■ Source excerpt:
##########

As a well rounded systems reliability engineer with a diverse set of skills, this makes you one of the very best people to troubleshoot, monitor the platform, and be on top of releases. You should definitely be the type that appreciates diversity in your day, and challenges outside of your comfort level! A typical day might include these types of activities:
- Taking charge of the build process and pipelines across the platform.
- Being keenly aware of systems architecture and automatically adding in redundancy and backup for new systems and software.
- Assist in troubleshooting a complex customer issues across network devices, server hardware, virtual machines, in-house software and open source software. Not only can you run tcpdump with filters on the command line, but you can read it there also.
- Adding additional monitoring and alerting on all systems across the platform that will help you identify one of those annoying intermittent issues you have seen in the logs.
Skills & Requirements
The right candidates will probably have a CS degree, solid scripting and automation skills, great troubleshooting skills across the OS and network, a good grasp on security concepts, experience with routing platforms and protocols, and enjoy working collaboratively.
Specific requirements include:
- Experience in automating tasks through scripting. You should be very well versed with Python, and probably a few other languages. We will ask for script samples.

##########

[Location identification items]
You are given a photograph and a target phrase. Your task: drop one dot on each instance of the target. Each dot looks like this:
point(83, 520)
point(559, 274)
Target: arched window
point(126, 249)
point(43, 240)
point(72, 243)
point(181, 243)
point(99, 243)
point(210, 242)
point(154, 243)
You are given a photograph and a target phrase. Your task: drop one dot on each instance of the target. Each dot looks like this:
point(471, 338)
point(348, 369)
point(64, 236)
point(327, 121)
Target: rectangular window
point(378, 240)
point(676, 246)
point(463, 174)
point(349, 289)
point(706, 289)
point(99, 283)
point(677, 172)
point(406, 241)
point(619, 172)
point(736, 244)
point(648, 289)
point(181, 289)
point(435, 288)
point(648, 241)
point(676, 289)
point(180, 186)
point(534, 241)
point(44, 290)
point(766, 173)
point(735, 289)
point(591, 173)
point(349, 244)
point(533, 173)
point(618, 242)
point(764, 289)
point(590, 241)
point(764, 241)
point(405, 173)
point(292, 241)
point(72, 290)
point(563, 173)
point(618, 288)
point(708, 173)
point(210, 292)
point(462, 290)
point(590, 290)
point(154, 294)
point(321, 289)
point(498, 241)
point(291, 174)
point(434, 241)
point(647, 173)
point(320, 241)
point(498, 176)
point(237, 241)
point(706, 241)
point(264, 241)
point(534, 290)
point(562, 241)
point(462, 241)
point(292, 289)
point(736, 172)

##########

■ Problem statement: Please continue the systems reliability engineer job posting from the point where it stops.

■ Output of the exercise:
- High degree of drive to improve and automate your environment with minimal guidance
- Be able to solve for immediate, and plan to accommodate for future problems
- Experience with Ansible, Salt, Chef, Puppet, Terraform, or CFEngine. Experience with Ansible and Terraform preferred.
- Experience with build pipelines, integration testing and Jenkins.
- Experience administering a wide variety of *nix platforms, including multiple Linux variants.
- Solid understanding of Layer 2 and Layer 3 protocols including IPv4/6, 802.1Q, BGP, MPLS, etc., and understanding a multitude of different network architectures.
- Experience with Google Compute, AWS, or other cloud based compute and database services.
- Understand the importance and implementation of backup and redundancy across many layers of databases, systems, and network configurations.
Some knowledge that would be a huge plus:
- Familiarity administering/troubleshooting Juniper/Cisco/Arista platforms.
- Experience with extremely large scale network management and monitoring.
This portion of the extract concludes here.